> Given data:
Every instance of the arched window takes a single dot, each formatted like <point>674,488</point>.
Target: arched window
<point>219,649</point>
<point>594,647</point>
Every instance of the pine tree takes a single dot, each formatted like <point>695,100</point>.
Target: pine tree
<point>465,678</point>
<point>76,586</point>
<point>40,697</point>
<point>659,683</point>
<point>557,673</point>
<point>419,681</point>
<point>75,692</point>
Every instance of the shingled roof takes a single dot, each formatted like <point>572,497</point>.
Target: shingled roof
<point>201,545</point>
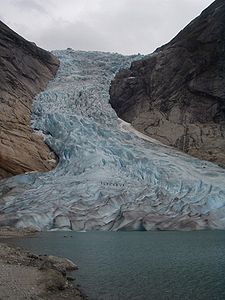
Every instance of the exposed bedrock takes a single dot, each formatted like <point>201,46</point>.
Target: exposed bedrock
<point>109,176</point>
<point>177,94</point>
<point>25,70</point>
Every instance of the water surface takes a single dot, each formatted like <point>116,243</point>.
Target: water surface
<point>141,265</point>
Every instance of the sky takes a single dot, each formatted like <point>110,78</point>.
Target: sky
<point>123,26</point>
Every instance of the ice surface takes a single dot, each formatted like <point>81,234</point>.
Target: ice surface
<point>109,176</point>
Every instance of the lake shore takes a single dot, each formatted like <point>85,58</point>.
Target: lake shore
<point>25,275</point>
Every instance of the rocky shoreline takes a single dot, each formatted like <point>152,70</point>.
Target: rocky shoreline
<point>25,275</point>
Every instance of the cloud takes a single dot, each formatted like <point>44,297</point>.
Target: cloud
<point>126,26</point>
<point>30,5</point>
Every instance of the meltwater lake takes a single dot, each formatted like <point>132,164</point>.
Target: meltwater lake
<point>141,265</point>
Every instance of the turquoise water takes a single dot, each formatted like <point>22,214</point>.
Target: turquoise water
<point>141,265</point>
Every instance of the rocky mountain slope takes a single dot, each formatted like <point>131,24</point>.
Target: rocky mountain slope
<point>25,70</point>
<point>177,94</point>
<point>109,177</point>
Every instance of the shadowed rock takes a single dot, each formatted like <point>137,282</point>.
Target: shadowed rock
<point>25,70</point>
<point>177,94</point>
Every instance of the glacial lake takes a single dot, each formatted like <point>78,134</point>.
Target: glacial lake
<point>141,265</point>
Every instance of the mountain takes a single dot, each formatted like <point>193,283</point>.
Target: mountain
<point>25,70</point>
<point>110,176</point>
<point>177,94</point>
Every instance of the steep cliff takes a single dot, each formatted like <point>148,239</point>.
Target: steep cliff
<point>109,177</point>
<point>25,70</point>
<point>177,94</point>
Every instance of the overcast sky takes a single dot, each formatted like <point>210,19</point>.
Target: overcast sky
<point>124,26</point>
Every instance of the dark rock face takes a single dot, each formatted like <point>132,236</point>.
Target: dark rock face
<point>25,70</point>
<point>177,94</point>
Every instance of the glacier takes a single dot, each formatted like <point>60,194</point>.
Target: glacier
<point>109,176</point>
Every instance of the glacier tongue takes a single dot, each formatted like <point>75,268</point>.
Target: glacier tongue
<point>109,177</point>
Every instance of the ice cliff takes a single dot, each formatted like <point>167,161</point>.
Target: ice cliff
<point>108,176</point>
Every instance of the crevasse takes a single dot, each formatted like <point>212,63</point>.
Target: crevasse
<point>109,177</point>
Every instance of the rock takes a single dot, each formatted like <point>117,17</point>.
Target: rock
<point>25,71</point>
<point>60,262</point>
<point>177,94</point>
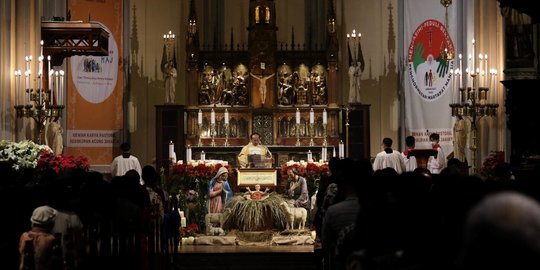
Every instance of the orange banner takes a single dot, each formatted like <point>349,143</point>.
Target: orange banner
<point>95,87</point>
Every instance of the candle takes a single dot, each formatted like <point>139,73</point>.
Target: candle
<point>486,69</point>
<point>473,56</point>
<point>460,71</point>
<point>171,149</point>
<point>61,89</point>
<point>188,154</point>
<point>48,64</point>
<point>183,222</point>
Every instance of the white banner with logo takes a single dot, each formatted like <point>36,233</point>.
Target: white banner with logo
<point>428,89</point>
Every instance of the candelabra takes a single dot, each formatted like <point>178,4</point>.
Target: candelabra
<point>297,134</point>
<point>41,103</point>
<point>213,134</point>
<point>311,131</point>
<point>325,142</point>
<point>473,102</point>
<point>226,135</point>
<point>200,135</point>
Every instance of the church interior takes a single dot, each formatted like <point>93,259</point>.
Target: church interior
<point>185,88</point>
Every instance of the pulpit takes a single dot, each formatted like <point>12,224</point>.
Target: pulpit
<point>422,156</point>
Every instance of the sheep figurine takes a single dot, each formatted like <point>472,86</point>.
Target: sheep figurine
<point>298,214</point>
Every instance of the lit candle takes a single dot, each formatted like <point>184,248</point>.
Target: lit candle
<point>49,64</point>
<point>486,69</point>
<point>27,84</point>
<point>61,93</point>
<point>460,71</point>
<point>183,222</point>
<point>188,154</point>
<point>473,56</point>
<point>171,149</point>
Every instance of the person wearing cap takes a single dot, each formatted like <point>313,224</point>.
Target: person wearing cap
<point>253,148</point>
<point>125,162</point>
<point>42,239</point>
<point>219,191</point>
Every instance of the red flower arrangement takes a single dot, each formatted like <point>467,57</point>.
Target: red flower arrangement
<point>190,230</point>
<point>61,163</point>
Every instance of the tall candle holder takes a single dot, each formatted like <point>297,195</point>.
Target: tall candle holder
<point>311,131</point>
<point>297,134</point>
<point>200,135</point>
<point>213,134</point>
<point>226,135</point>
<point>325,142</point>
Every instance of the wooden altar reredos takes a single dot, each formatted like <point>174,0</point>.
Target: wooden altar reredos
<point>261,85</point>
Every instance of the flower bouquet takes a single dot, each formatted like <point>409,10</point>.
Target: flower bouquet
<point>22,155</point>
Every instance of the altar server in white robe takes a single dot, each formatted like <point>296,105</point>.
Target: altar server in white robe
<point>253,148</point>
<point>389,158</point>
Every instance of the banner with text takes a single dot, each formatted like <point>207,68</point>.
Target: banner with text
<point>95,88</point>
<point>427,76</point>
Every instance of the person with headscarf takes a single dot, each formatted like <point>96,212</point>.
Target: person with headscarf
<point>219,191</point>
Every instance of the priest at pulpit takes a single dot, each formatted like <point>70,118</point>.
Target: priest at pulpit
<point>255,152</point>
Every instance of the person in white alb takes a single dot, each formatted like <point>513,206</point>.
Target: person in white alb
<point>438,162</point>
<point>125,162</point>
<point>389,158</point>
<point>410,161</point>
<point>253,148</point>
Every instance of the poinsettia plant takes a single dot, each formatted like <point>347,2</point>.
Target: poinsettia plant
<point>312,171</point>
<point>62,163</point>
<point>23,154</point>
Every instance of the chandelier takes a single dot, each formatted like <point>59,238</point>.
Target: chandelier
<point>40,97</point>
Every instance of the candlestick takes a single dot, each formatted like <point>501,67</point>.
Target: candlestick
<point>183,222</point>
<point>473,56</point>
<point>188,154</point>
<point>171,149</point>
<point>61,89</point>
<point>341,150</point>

> Problem statement: Reproduce all of the rows above, swapping "single dot" for "single marker" wherever it appears and leaving everything else unchanged. Omit the pictures.

> Expected answer:
Every instance of the arched window takes a single marker, each formatted like <point>674,488</point>.
Target: arched window
<point>219,649</point>
<point>594,647</point>
Every instance of the pine tree takes a single marker, each formatted like <point>695,100</point>.
Target: pine tree
<point>465,678</point>
<point>76,586</point>
<point>40,697</point>
<point>659,683</point>
<point>557,673</point>
<point>419,681</point>
<point>75,692</point>
Every instance of the shingled roof takes a single marker, each formatted like <point>572,497</point>.
Target: shingled roof
<point>201,545</point>
Every instance of the exposed bedrock takes a single marker, each formatted like <point>201,46</point>.
Target: exposed bedrock
<point>109,176</point>
<point>177,94</point>
<point>25,70</point>
Every instance of the water surface takes a single marker, each formatted like <point>116,243</point>.
Target: water surface
<point>141,265</point>
Every instance of the sky takes a single marker, each formatted like <point>110,78</point>.
Target: sky
<point>123,26</point>
Every instance of the ice surface takes a single marker, each formatted like <point>81,234</point>.
Target: ice surface
<point>109,176</point>
Every instance of the lake shore takes a single marker, each formatted like <point>85,58</point>.
Target: lake shore
<point>25,275</point>
Every instance of the rocky shoreline takes a single marker, each formatted like <point>152,70</point>.
Target: rocky shoreline
<point>25,275</point>
Every instance of the cloud takes a single marker, each formatted like <point>44,297</point>.
Target: cloud
<point>126,26</point>
<point>30,5</point>
Every instance of the meltwater lake takes a single marker, each formatted like <point>132,164</point>.
Target: meltwater lake
<point>141,265</point>
Every instance of the turquoise water takes a single marker, each formatted like <point>22,214</point>.
Target: turquoise water
<point>141,265</point>
Every instance of the rocky mountain slope takes a single marker, each formatted like <point>131,24</point>.
Target: rocky mountain slope
<point>25,70</point>
<point>177,94</point>
<point>109,177</point>
Every instance of the shadowed rock takes a single marker, each formatted like <point>137,282</point>.
Target: shadowed rock
<point>25,70</point>
<point>177,94</point>
Every instance of the glacial lake takes a single marker, each formatted like <point>78,134</point>.
Target: glacial lake
<point>141,265</point>
Every instance of the mountain takes a single marker, each formatted like <point>193,283</point>.
Target: mountain
<point>25,70</point>
<point>110,176</point>
<point>177,94</point>
Every instance of the steep cliff takes a single marker, each formatted like <point>148,239</point>.
Target: steep cliff
<point>109,177</point>
<point>25,70</point>
<point>177,94</point>
Every instance of the overcast sky takes a single marker, each formatted like <point>210,19</point>.
Target: overcast sky
<point>124,26</point>
Every instance of the dark rock face takes a single marker, each formatted like <point>132,236</point>.
Target: dark rock face
<point>25,70</point>
<point>177,94</point>
Every instance of the glacier takes a single marker, each formatted like <point>60,194</point>.
Target: glacier
<point>109,176</point>
Every instance of the glacier tongue takes a single marker, each formatted like <point>75,268</point>.
Target: glacier tongue
<point>109,177</point>
Every instance of the ice cliff takes a single marker, each formatted like <point>167,161</point>.
Target: ice cliff
<point>108,176</point>
Every instance of the crevasse takes a single marker, each formatted like <point>212,63</point>.
Target: crevasse
<point>109,177</point>
Every instance of the rock takes a single marker, each formatted like <point>117,17</point>.
Target: rock
<point>25,71</point>
<point>60,262</point>
<point>177,94</point>
Every instance of the orange banner takes a single marker, each formatted like <point>349,143</point>.
Target: orange banner
<point>95,87</point>
Every instance of the candle takes a single marker, each formatted like <point>139,73</point>.
Target: candle
<point>486,69</point>
<point>473,56</point>
<point>460,71</point>
<point>171,149</point>
<point>61,89</point>
<point>188,154</point>
<point>48,64</point>
<point>183,222</point>
Every instance of the white banner with logo takes a single marker, each formatted like <point>36,233</point>.
Target: white banner with logo
<point>428,89</point>
Every instance of the candelabra takes a single marker, each formatted like <point>178,4</point>.
Target: candelabra
<point>297,134</point>
<point>41,103</point>
<point>213,134</point>
<point>311,131</point>
<point>325,142</point>
<point>473,102</point>
<point>226,135</point>
<point>200,135</point>
Every instance of the church interior takes a single marker, each formatted like <point>93,259</point>.
Target: church interior
<point>185,88</point>
Every instance of the pulpit takes a single marker, each formatted like <point>12,224</point>.
Target: pulpit
<point>422,156</point>
Every instance of the sheep figurine takes a single marker, each formatted like <point>472,86</point>.
Target: sheep figurine
<point>298,214</point>
Every instance of the lit candle takes a single marker, each formatted like <point>184,248</point>.
Target: lit candle
<point>49,64</point>
<point>486,69</point>
<point>27,84</point>
<point>61,93</point>
<point>460,71</point>
<point>183,222</point>
<point>188,154</point>
<point>473,56</point>
<point>171,149</point>
Every instance of the person wearing cap takes a single marker, each formatted like <point>313,224</point>.
Target: person wearing cap
<point>253,148</point>
<point>125,162</point>
<point>42,239</point>
<point>219,191</point>
Every instance of the red flower arrangement takes a single marker, each formatted like <point>467,57</point>.
Target: red flower arrangement
<point>190,230</point>
<point>61,163</point>
Every instance of the tall candle holder takes a single marker, each formatted like <point>297,195</point>.
Target: tall candle holder
<point>311,131</point>
<point>297,134</point>
<point>200,135</point>
<point>213,134</point>
<point>226,135</point>
<point>325,142</point>
Every instance of the wooden altar reredos takes a single marker, each formatted like <point>174,0</point>.
Target: wooden altar reredos
<point>261,85</point>
Every instance of the flower bouquet takes a single marker, each formatted like <point>409,10</point>.
Target: flower bouquet
<point>22,155</point>
Every instance of the altar server in white robe takes a single marker, each formatted like <point>296,105</point>.
Target: altar server in white robe
<point>253,148</point>
<point>389,158</point>
Every instance of the banner with text takes a single marker, each formatted like <point>207,68</point>.
Target: banner with text
<point>95,88</point>
<point>427,76</point>
Every instance of the person with headscarf takes a single marker, each formatted like <point>96,212</point>.
Target: person with headscarf
<point>219,191</point>
Every instance of the priest at pulpit takes a single marker, each formatted like <point>70,118</point>.
Target: priest at pulpit
<point>255,152</point>
Every instance of the person in white alb takes a single marker, each formatted like <point>513,206</point>.
Target: person in white alb
<point>438,162</point>
<point>125,162</point>
<point>389,158</point>
<point>410,161</point>
<point>253,148</point>
Every instance of the poinsettia plant takes a single marker, each formatted like <point>347,2</point>.
Target: poinsettia plant
<point>312,171</point>
<point>62,163</point>
<point>23,154</point>
Every instance of the chandelier takes a single marker, each formatted like <point>59,238</point>.
Target: chandelier
<point>40,97</point>
Every instance of the candlestick takes a single marker, each formatted like <point>501,67</point>.
Target: candlestick
<point>183,222</point>
<point>473,56</point>
<point>188,154</point>
<point>171,149</point>
<point>61,89</point>
<point>341,150</point>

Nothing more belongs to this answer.